═════ Supplied data

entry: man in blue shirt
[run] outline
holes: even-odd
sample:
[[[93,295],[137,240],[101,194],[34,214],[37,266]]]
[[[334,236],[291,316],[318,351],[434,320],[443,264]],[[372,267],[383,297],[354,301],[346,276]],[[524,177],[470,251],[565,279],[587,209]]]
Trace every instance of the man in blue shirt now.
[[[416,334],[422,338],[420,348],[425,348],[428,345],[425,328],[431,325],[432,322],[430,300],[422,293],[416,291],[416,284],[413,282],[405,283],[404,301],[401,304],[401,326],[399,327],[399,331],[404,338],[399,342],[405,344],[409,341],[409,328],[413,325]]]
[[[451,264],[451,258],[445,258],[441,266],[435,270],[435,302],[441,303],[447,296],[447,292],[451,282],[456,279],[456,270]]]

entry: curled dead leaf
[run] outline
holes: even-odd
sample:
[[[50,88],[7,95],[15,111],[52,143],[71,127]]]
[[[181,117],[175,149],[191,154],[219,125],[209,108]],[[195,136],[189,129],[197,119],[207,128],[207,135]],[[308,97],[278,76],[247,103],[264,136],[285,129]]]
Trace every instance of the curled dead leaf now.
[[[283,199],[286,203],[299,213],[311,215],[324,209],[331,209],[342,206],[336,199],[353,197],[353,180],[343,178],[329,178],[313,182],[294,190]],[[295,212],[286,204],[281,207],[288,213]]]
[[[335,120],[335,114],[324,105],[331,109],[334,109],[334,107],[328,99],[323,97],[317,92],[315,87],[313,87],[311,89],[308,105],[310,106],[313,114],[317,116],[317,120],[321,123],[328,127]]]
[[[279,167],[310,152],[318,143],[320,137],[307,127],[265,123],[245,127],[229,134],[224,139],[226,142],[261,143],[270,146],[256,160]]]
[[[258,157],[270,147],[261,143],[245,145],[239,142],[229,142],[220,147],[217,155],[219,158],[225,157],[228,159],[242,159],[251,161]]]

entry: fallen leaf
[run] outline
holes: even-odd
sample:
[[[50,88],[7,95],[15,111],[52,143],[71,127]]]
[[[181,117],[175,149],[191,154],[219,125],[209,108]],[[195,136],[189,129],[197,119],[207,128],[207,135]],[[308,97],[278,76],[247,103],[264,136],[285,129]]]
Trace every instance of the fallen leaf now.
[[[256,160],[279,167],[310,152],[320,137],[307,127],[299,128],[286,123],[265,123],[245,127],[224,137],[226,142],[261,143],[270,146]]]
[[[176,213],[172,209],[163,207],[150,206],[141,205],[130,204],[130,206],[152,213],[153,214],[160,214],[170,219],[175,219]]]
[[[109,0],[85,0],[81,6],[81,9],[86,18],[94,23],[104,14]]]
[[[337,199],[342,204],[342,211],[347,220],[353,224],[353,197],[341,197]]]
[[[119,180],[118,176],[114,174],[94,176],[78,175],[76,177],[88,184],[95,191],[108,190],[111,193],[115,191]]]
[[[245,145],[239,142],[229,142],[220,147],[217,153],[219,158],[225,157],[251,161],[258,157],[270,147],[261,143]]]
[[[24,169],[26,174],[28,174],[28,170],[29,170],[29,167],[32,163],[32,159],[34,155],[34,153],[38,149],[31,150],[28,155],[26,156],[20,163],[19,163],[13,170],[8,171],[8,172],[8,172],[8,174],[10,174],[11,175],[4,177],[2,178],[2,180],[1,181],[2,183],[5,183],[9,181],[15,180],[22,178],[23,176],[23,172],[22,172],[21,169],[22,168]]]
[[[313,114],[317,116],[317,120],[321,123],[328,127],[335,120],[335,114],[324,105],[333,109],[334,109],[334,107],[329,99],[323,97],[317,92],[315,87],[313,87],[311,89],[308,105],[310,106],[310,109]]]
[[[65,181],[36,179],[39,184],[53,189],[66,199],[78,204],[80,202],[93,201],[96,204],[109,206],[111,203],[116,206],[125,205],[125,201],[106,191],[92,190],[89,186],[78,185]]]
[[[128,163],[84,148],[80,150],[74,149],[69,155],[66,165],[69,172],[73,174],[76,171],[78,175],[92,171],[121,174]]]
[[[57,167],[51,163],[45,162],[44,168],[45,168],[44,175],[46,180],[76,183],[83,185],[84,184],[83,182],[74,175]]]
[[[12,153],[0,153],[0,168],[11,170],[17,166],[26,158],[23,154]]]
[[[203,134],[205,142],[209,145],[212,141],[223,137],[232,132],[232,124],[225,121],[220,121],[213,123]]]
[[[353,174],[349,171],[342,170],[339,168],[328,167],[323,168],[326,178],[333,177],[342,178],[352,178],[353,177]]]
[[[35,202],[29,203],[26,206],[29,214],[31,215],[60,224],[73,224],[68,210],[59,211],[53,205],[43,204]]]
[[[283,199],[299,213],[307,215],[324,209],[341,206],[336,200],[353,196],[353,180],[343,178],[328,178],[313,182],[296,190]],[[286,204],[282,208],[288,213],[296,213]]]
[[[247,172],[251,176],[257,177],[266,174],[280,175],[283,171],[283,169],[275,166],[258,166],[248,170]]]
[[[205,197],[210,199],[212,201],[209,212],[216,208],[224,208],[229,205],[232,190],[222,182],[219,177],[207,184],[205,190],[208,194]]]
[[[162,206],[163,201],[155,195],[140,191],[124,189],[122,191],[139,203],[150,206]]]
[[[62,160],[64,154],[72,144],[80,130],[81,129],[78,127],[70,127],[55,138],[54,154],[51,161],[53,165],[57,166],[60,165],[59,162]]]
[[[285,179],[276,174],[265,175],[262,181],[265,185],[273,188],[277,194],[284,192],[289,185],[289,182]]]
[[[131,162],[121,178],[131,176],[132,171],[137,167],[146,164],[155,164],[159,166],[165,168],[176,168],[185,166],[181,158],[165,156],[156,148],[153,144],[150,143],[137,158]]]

══════════

◆ Given problem
Recast the material above as a two-column Markdown table with a row number under "Row" and the line under "Text". Leave out blank lines.

◆ Finished answer
| Row | Text |
|---|---|
| 1 | entry: man in blue shirt |
| 2 | [run] outline |
| 3 | holes: even-odd |
| 4 | sample: |
| 5 | [[[93,295],[137,240],[101,194],[34,214],[37,266]]] |
| 6 | [[[334,236],[291,316],[318,351],[434,320],[443,264]],[[372,267],[383,297],[354,301],[346,276]],[[524,177],[470,251],[565,279],[587,209]]] |
| 7 | Trace every instance of the man in blue shirt now. |
| 8 | [[[416,334],[422,338],[420,348],[425,348],[428,345],[425,328],[431,325],[432,322],[430,300],[422,293],[416,291],[416,284],[413,282],[405,283],[404,301],[401,304],[401,326],[399,327],[399,331],[404,338],[399,342],[405,344],[409,341],[409,328],[413,325]]] |
| 9 | [[[451,264],[451,258],[445,258],[441,266],[435,270],[435,302],[441,303],[447,296],[447,292],[451,282],[456,279],[456,270]]] |
| 10 | entry: curled dead leaf |
| 11 | [run] outline |
| 12 | holes: even-odd |
| 13 | sample: |
| 14 | [[[50,88],[7,95],[15,111],[52,143],[71,127]]] |
| 15 | [[[181,117],[175,149],[191,154],[219,125],[209,108]],[[195,136],[189,129],[197,119],[207,128],[207,135]],[[308,97],[278,76],[247,103],[264,136],[285,129]]] |
| 16 | Trace every instance of the curled dead leaf now. |
| 17 | [[[283,199],[286,203],[299,213],[311,215],[324,209],[331,209],[342,206],[336,199],[353,197],[353,180],[343,178],[329,178],[313,182],[294,190]],[[295,212],[286,204],[281,207],[288,213]]] |
| 18 | [[[335,120],[335,114],[324,105],[331,109],[334,109],[334,107],[328,99],[323,97],[317,92],[315,87],[313,87],[311,89],[308,105],[310,106],[313,114],[317,116],[317,120],[321,123],[328,127]]] |
| 19 | [[[279,167],[310,152],[318,143],[320,137],[307,127],[265,123],[245,127],[229,134],[224,139],[226,142],[261,143],[270,146],[256,160]]] |
| 20 | [[[258,157],[270,147],[261,143],[245,145],[239,142],[229,142],[220,147],[217,155],[219,158],[225,157],[228,159],[242,159],[251,161]]] |
| 21 | entry: fallen leaf |
| 22 | [run] outline |
| 23 | holes: even-odd |
| 24 | sample: |
| 25 | [[[50,88],[7,95],[15,111],[52,143],[71,127]]] |
| 26 | [[[181,117],[175,149],[191,154],[219,125],[209,108]],[[195,136],[189,129],[197,119],[207,128],[207,135]],[[308,97],[278,76],[247,103],[264,136],[285,129]]] |
| 27 | Trace every instance of the fallen leaf now. |
| 28 | [[[256,160],[279,167],[310,152],[320,137],[307,127],[299,128],[286,123],[265,123],[245,127],[224,137],[226,142],[261,143],[270,146]]] |
| 29 | [[[176,213],[172,209],[163,207],[150,206],[141,205],[130,204],[130,206],[152,213],[153,214],[160,214],[170,219],[175,219]]] |
| 30 | [[[109,0],[85,0],[81,6],[81,9],[86,18],[94,23],[104,14]]] |
| 31 | [[[337,199],[342,204],[342,211],[347,220],[353,224],[353,197],[341,197]]] |
| 32 | [[[119,180],[118,176],[114,174],[94,176],[78,175],[76,177],[88,184],[95,191],[108,190],[111,193],[115,191]]] |
| 33 | [[[245,145],[239,142],[229,142],[220,147],[217,153],[219,158],[225,157],[251,161],[258,157],[270,147],[261,143]]] |
| 34 | [[[24,169],[26,174],[28,174],[28,170],[29,170],[29,167],[32,163],[32,159],[34,155],[34,153],[38,149],[31,150],[28,155],[26,156],[20,163],[19,163],[13,170],[8,171],[8,172],[8,172],[8,174],[10,174],[11,175],[4,177],[2,178],[2,180],[1,181],[2,183],[5,183],[9,181],[15,180],[22,178],[23,176],[23,172],[22,172],[21,169],[22,168]]] |
| 35 | [[[313,114],[317,116],[317,120],[321,123],[328,127],[335,120],[335,114],[324,105],[333,109],[334,109],[334,107],[329,99],[323,97],[317,92],[315,87],[313,87],[311,89],[308,105],[310,106],[310,109]]] |
| 36 | [[[65,181],[36,179],[39,184],[53,189],[66,199],[78,204],[80,202],[93,201],[96,204],[109,206],[111,203],[116,206],[125,205],[125,201],[106,191],[92,190],[89,186],[78,185]]] |
| 37 | [[[128,163],[84,148],[80,150],[74,149],[69,155],[66,165],[69,172],[73,174],[76,171],[78,175],[92,171],[121,174]]] |
| 38 | [[[57,167],[51,163],[45,162],[44,168],[45,168],[44,175],[46,180],[76,183],[83,185],[84,184],[83,182],[74,175]]] |
| 39 | [[[12,153],[0,153],[0,168],[11,170],[17,166],[26,158],[23,154]]] |
| 40 | [[[203,134],[205,142],[209,145],[212,141],[223,137],[232,132],[232,124],[225,121],[220,121],[213,123]]] |
| 41 | [[[353,174],[349,171],[342,170],[339,168],[328,167],[323,168],[326,178],[333,177],[342,178],[352,178],[353,177]]] |
| 42 | [[[35,202],[29,203],[26,206],[29,214],[31,215],[60,224],[73,224],[68,210],[59,211],[53,205],[43,204]]] |
| 43 | [[[283,199],[299,213],[307,215],[324,209],[341,206],[336,200],[353,196],[353,180],[343,178],[328,178],[313,182],[296,190]],[[286,204],[282,208],[288,213],[296,213]]] |
| 44 | [[[247,172],[251,176],[257,177],[266,174],[280,175],[283,171],[283,169],[275,166],[258,166],[248,170]]] |
| 45 | [[[205,197],[210,199],[212,201],[209,212],[216,208],[224,208],[229,205],[232,190],[222,182],[219,177],[207,184],[205,190],[208,194]]] |
| 46 | [[[162,206],[163,201],[155,195],[140,191],[124,189],[122,191],[139,203],[150,206]]] |
| 47 | [[[62,160],[64,154],[72,144],[80,130],[81,129],[78,127],[70,127],[55,138],[54,154],[51,161],[53,165],[57,166],[60,165],[59,162]]] |
| 48 | [[[285,179],[276,174],[265,175],[262,181],[265,185],[273,188],[277,194],[284,192],[289,185],[289,182]]] |
| 49 | [[[131,162],[121,178],[131,176],[132,171],[137,167],[146,164],[155,164],[159,166],[165,168],[176,168],[185,166],[181,158],[165,156],[156,148],[153,144],[150,143],[137,158]]] |